- **WHAT NEEDS TO BE DONE**:
An exact copy of every record is needed.

- **LISTED ENTRIES**:
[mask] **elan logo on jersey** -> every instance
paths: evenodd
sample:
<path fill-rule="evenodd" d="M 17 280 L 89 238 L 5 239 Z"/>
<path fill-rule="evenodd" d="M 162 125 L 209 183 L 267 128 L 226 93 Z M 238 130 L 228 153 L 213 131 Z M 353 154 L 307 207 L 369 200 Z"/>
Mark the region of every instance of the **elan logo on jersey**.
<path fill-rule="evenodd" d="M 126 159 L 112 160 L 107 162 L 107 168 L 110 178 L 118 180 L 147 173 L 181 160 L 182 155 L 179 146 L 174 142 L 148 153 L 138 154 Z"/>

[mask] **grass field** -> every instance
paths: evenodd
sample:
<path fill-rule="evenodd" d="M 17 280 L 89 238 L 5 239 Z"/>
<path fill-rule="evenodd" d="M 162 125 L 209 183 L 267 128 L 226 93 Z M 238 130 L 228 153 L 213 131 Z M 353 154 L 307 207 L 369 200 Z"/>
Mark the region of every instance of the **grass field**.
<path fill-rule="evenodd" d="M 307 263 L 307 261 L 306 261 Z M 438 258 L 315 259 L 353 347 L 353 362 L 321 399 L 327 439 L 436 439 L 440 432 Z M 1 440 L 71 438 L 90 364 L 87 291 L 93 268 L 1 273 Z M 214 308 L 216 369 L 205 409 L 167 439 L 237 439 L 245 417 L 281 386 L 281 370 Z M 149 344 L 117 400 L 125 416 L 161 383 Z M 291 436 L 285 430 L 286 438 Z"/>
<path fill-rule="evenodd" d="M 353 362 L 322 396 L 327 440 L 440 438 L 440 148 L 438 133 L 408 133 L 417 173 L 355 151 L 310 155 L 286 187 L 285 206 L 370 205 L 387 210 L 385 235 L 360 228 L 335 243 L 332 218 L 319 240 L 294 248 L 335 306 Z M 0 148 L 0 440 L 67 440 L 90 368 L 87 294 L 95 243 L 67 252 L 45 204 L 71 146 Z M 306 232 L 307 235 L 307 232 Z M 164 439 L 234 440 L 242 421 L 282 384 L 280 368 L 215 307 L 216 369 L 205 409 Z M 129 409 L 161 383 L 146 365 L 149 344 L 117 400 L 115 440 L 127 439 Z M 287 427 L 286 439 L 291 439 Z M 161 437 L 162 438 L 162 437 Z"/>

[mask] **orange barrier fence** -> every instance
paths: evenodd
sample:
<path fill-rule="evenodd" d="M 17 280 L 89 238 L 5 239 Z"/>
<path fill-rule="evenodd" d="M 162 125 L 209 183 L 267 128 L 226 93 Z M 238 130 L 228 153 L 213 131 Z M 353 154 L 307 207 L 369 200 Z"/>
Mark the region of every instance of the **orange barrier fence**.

- **YOUR RESPONSE**:
[mask] **elan logo on jersey** -> every instance
paths: evenodd
sample:
<path fill-rule="evenodd" d="M 17 280 L 89 238 L 5 239 Z"/>
<path fill-rule="evenodd" d="M 162 125 L 209 183 L 267 128 L 226 93 Z M 238 130 L 228 153 L 213 131 Z M 353 154 L 307 207 L 369 200 Z"/>
Mark the region of every instance of the **elan logo on jersey**.
<path fill-rule="evenodd" d="M 126 159 L 112 160 L 107 162 L 107 168 L 110 178 L 118 180 L 147 173 L 181 160 L 182 155 L 179 146 L 174 142 L 148 153 L 138 154 Z"/>

[mask] **grass field** -> every instance
paths: evenodd
sample:
<path fill-rule="evenodd" d="M 17 280 L 89 238 L 5 239 Z"/>
<path fill-rule="evenodd" d="M 162 125 L 209 183 L 267 128 L 226 93 Z M 238 130 L 228 153 L 213 131 Z M 353 154 L 307 207 L 369 200 Z"/>
Mark the region of every instance of the **grass field**.
<path fill-rule="evenodd" d="M 307 263 L 307 261 L 306 261 Z M 438 258 L 315 259 L 353 347 L 353 362 L 321 399 L 327 439 L 436 439 L 440 432 Z M 1 440 L 71 438 L 90 364 L 87 291 L 93 268 L 1 273 Z M 214 308 L 216 369 L 205 409 L 167 439 L 237 439 L 245 417 L 281 386 L 281 370 Z M 149 344 L 117 400 L 125 416 L 161 383 Z M 291 436 L 285 430 L 286 438 Z"/>
<path fill-rule="evenodd" d="M 353 362 L 322 396 L 327 440 L 440 438 L 440 148 L 438 133 L 408 133 L 417 173 L 355 151 L 310 155 L 286 187 L 285 206 L 370 205 L 387 210 L 385 235 L 360 228 L 335 243 L 332 218 L 319 240 L 294 248 L 335 306 Z M 0 148 L 0 440 L 67 440 L 90 368 L 87 294 L 95 243 L 67 252 L 45 204 L 71 146 Z M 306 232 L 307 235 L 307 232 Z M 164 439 L 234 440 L 242 421 L 282 384 L 280 368 L 215 307 L 216 369 L 205 409 Z M 129 409 L 161 383 L 146 365 L 149 344 L 117 400 L 115 440 L 127 439 Z M 287 427 L 286 439 L 291 439 Z M 161 437 L 162 438 L 162 437 Z"/>

[mask] **orange barrier fence** -> every instance
paths: evenodd
sample:
<path fill-rule="evenodd" d="M 17 280 L 89 238 L 5 239 Z"/>
<path fill-rule="evenodd" d="M 162 125 L 209 183 L 267 128 L 226 93 Z M 238 130 L 228 153 L 213 131 Z M 353 154 L 307 207 L 369 200 Z"/>
Mark the region of every instance of the **orange barrier fence**.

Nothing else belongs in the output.